- Supplied passage -
::::

I'm very interested in building high performance Rust applications, especially using multi-threading. Tokio makes this very easy, by spinning up the same number of threads as the cores available to the system.
However, in order to make use of this async + multi-threading capability, I find it useful to use the join_all macro from the futures crate. I'm surprised that Tokio doesn't offer this feature directly.
I found a post that suggests using a JoinSet from Tokio, but I failed to use this correctly. The code snippet below provides the following error message:
<impl futures::Future as futures::Future>::Output cannot be sent between threads safely
the trait std::marker::Send is not implemented for <impl futures::Future as futures::Future>::Output
All I want to do is create a bunch of Futures, and then pause execution until all of them have finished. Does Tokio have a way of doing this natively, or am I stuck adding the futures dependency?
let futures = s3::create_objects().await; // this returns Vec<impl Future>
let join_set = JoinSet::new();
for future in futures {
join_set.spawn(future);
}
Edit:
I just noticed that there's a LocalSet as well, which specifically says it's designed for non-send futures. However, this isn't a requirement when I use futures::task::join_all. I'm still looking for a Tokio-native equivalent to join_all. The LocalSet docs indicate that all the futures must run on the same thread, which isn't the desired behavior.
I don't get what the problem is. If futures (which is runtime-agnostic) has some piece of functionality, then why would every individual runtime re-implement it?
The easiest way to do something equivalent to join_all is this:
let handles = Vec::new();
for task in tasks {
handles.push(tokio::spawn(your_fn(task)));
}
let output = Vec::new();
for handle in handles {
output.push(handle.await.unwrap());
}
Which non-Send type is causing that error? You should probably just get rid of the non-Send type.

::::

- Task input -

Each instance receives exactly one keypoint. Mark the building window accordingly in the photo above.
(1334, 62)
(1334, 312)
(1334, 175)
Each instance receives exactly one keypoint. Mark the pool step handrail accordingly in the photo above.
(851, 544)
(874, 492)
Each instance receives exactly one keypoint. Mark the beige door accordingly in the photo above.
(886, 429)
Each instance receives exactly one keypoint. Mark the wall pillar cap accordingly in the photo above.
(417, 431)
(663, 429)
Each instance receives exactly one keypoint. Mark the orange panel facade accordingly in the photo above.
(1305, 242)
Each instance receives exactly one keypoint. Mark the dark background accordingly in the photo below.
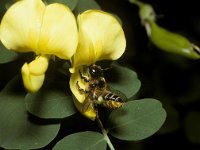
(172, 79)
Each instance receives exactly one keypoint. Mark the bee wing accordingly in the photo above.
(117, 92)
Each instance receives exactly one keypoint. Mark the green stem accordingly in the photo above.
(104, 132)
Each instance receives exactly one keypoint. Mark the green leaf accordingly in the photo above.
(84, 5)
(7, 55)
(70, 3)
(137, 120)
(82, 140)
(17, 129)
(123, 80)
(191, 125)
(50, 103)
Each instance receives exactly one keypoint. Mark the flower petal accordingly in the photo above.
(81, 98)
(100, 37)
(33, 74)
(89, 113)
(20, 26)
(75, 77)
(59, 35)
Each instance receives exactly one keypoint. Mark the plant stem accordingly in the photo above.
(104, 132)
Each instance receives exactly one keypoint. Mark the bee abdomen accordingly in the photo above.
(112, 97)
(112, 101)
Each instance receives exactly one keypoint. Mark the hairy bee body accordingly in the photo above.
(98, 92)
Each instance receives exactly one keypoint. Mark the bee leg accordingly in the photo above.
(82, 91)
(82, 77)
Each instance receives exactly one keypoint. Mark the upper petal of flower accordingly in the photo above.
(21, 24)
(29, 25)
(100, 37)
(59, 34)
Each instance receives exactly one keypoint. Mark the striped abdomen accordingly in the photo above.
(112, 101)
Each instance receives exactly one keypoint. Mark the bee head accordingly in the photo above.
(95, 71)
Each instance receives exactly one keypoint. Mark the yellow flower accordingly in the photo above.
(31, 26)
(100, 37)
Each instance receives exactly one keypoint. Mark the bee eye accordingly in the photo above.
(101, 84)
(95, 71)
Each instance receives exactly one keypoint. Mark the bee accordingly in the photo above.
(97, 89)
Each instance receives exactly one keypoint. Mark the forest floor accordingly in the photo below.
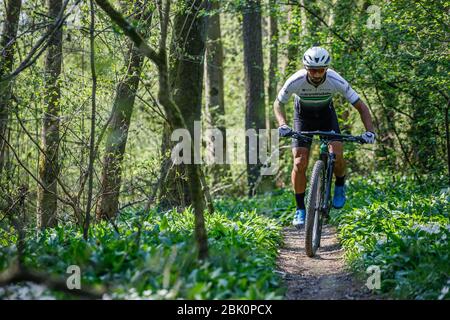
(322, 277)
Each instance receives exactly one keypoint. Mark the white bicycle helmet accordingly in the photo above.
(316, 57)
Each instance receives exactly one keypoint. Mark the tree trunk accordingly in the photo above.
(293, 41)
(186, 76)
(214, 97)
(273, 61)
(254, 86)
(49, 163)
(7, 43)
(117, 133)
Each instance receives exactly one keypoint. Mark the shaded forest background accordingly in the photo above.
(90, 92)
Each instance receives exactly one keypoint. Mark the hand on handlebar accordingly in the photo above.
(285, 131)
(368, 137)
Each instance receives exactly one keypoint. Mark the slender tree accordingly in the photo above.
(7, 44)
(186, 76)
(117, 134)
(49, 161)
(254, 86)
(214, 111)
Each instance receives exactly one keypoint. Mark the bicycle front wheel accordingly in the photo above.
(313, 210)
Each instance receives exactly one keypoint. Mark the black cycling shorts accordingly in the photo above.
(312, 119)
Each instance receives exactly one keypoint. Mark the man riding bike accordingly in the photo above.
(313, 88)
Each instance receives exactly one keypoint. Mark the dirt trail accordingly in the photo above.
(322, 277)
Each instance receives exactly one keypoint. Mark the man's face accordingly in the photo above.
(316, 75)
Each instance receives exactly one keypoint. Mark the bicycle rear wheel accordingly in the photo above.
(313, 226)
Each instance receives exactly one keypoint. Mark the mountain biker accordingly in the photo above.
(313, 88)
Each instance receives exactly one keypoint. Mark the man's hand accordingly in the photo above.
(284, 131)
(368, 136)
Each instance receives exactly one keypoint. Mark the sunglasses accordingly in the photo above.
(316, 70)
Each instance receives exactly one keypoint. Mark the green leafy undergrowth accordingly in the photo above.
(154, 256)
(403, 228)
(279, 205)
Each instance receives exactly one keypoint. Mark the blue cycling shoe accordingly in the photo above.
(299, 218)
(339, 197)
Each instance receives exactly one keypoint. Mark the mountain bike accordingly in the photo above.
(319, 196)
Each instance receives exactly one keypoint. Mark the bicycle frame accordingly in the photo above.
(326, 137)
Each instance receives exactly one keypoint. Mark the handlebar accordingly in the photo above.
(326, 135)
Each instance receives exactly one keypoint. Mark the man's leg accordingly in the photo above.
(298, 179)
(339, 171)
(298, 175)
(339, 166)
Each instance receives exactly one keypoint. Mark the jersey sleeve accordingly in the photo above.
(343, 87)
(291, 86)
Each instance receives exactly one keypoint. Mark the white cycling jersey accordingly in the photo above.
(316, 96)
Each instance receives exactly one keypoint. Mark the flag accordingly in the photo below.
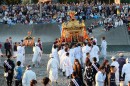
(117, 1)
(44, 1)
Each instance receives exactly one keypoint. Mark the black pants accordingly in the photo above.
(8, 51)
(18, 82)
(9, 80)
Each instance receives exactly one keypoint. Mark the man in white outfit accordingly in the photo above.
(116, 64)
(126, 71)
(100, 76)
(94, 52)
(84, 51)
(60, 52)
(71, 54)
(52, 69)
(36, 54)
(62, 59)
(55, 53)
(28, 76)
(23, 51)
(67, 65)
(103, 48)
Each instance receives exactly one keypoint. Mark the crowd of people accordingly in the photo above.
(78, 62)
(50, 13)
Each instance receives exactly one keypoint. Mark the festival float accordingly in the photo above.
(73, 30)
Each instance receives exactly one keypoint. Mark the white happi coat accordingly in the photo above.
(19, 55)
(104, 48)
(71, 55)
(78, 53)
(55, 54)
(100, 78)
(94, 53)
(126, 70)
(67, 66)
(36, 54)
(52, 69)
(60, 53)
(116, 64)
(27, 77)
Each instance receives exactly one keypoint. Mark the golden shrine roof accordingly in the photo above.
(73, 24)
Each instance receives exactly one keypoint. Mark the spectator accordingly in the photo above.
(18, 74)
(9, 70)
(100, 76)
(75, 81)
(121, 60)
(28, 76)
(33, 82)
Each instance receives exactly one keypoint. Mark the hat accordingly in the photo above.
(113, 57)
(121, 54)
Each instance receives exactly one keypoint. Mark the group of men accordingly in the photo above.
(115, 74)
(64, 57)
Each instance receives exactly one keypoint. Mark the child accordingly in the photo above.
(111, 76)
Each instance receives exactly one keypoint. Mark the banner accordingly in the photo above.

::::

- Exercises to complete -
a – In the Tokio thread, how many threads does Tokio spin up?
b – In the listing, starting with the line containing "Each instance receives exactly one keypoint. Mark the golden" and going on through the end of the listing, switch "spectator" to "onlooker" and give only those lines back, otherwise unchanged.

- Solution list -
a – The same number as the cores available to the system.

b –
Each instance receives exactly one keypoint. Mark the golden shrine roof accordingly in the photo above.
(73, 24)
Each instance receives exactly one keypoint. Mark the onlooker accordingly in the photo above.
(18, 74)
(9, 70)
(100, 76)
(75, 81)
(121, 60)
(28, 76)
(33, 82)
Each instance receives exactly one keypoint. Mark the hat accordingly in the photo above.
(113, 57)
(121, 54)
Each instance receives exactly one keypoint. Mark the group of men accordingly in the photo above.
(115, 74)
(64, 57)
Each instance receives exactly one keypoint. Mark the child accordingly in the photo above.
(111, 76)
Each instance receives exactly one keypoint. Mark the banner accordingly in the photo above.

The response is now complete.